### Extracted entries

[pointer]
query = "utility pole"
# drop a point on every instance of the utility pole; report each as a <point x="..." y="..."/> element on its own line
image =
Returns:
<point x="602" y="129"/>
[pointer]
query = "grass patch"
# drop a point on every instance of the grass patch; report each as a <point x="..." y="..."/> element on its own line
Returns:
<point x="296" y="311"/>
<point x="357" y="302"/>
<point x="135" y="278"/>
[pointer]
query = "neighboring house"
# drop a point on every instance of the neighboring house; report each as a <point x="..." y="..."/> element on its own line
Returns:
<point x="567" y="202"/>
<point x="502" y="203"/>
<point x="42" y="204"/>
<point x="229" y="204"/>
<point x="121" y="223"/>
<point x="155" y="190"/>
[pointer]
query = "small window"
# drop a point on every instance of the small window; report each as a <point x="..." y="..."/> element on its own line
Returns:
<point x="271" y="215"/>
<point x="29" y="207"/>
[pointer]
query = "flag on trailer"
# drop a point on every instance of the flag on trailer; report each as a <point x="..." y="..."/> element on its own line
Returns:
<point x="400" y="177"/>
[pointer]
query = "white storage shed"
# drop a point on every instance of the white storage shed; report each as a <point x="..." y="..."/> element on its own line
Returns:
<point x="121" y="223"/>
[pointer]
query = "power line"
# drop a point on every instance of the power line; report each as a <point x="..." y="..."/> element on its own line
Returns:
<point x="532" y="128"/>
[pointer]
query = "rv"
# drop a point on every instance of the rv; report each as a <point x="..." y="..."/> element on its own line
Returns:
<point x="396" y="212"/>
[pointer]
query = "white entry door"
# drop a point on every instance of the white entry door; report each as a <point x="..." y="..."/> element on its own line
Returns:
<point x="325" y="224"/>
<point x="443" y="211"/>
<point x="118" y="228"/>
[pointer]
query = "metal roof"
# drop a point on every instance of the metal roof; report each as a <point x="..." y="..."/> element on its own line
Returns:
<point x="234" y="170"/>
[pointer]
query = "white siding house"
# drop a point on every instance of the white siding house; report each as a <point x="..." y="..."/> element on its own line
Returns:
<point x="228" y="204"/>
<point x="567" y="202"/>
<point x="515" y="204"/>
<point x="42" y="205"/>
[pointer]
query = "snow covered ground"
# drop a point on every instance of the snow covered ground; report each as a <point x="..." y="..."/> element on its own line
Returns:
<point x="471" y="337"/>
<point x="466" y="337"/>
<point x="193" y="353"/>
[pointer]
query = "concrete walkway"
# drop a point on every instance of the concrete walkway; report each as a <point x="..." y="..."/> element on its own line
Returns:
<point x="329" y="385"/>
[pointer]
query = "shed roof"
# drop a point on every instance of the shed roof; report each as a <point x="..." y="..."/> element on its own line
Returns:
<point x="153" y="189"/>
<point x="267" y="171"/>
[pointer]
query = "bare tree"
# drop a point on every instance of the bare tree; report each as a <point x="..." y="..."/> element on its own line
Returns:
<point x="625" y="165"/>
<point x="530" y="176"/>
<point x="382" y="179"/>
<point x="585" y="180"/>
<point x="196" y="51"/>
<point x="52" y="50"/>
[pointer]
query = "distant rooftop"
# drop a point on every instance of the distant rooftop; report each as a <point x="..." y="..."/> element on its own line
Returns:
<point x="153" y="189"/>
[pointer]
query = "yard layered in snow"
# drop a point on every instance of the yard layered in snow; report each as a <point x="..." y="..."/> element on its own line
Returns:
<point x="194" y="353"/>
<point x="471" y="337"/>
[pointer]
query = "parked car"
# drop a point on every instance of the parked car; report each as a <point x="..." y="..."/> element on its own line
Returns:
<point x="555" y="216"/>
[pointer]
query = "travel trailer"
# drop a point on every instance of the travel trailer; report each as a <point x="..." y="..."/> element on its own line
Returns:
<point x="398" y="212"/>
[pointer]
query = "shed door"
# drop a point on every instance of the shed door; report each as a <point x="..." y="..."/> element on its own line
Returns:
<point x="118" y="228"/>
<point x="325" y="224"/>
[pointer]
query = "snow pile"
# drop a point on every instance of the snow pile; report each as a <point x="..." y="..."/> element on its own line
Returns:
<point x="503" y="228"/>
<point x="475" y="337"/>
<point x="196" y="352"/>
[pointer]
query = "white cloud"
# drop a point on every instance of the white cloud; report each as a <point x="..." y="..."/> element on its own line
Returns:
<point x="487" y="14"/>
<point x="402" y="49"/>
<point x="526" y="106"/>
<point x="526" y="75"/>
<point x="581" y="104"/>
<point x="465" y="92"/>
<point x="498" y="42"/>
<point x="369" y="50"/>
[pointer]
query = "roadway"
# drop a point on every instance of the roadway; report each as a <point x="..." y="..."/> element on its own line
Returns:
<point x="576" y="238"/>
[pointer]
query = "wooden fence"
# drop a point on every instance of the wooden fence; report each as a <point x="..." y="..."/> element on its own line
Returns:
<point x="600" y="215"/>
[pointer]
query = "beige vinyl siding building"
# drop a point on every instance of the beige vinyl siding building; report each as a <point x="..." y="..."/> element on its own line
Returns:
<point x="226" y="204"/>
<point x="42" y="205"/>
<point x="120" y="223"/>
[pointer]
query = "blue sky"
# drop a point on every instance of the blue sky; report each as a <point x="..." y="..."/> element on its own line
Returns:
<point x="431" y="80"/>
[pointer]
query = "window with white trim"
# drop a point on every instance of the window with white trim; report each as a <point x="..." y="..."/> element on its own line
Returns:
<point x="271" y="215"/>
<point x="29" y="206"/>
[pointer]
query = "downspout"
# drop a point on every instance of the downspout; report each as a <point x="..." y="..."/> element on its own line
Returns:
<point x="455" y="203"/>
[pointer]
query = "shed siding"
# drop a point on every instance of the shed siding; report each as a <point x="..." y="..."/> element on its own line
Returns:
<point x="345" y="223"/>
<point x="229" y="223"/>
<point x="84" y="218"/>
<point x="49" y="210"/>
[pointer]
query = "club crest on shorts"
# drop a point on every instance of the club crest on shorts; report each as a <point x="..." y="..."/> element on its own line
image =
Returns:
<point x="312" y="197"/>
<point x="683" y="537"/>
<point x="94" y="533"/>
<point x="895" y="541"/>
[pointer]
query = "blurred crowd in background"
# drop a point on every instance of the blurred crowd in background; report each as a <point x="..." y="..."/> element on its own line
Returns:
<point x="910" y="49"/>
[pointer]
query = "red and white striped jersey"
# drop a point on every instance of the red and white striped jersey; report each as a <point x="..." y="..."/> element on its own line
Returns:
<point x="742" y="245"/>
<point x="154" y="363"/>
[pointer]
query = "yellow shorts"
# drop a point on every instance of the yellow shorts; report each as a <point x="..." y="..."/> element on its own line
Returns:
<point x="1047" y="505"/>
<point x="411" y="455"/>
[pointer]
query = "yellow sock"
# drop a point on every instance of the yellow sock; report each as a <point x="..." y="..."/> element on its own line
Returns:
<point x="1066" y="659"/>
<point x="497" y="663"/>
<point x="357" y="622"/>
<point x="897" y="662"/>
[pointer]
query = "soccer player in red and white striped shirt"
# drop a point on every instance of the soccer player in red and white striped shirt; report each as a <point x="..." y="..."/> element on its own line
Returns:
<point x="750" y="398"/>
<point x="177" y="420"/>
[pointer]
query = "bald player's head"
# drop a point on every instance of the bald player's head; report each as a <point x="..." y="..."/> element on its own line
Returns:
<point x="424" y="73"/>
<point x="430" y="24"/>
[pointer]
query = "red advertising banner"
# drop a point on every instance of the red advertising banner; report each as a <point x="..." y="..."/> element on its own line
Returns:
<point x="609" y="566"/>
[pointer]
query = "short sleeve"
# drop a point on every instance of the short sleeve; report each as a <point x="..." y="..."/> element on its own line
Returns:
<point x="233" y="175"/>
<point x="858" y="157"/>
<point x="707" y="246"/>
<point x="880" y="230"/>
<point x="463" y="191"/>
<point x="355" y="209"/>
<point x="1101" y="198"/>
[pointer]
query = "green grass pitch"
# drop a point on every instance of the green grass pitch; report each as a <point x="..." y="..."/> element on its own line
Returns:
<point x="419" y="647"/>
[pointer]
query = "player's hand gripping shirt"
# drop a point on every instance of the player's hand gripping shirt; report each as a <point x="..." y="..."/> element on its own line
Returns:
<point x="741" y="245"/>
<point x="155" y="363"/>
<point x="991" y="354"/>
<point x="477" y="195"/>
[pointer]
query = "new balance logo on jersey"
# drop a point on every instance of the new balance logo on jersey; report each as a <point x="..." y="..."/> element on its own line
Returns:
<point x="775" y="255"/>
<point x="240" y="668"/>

######

**Prompt**
Locate every line in the records above that contains the string "small", and copy each one out in full. Treat the match as case-sensitive.

**Task solution**
query = "small window"
# drop a point on every instance of the small window; report each as a <point x="..." y="..."/> element on its own line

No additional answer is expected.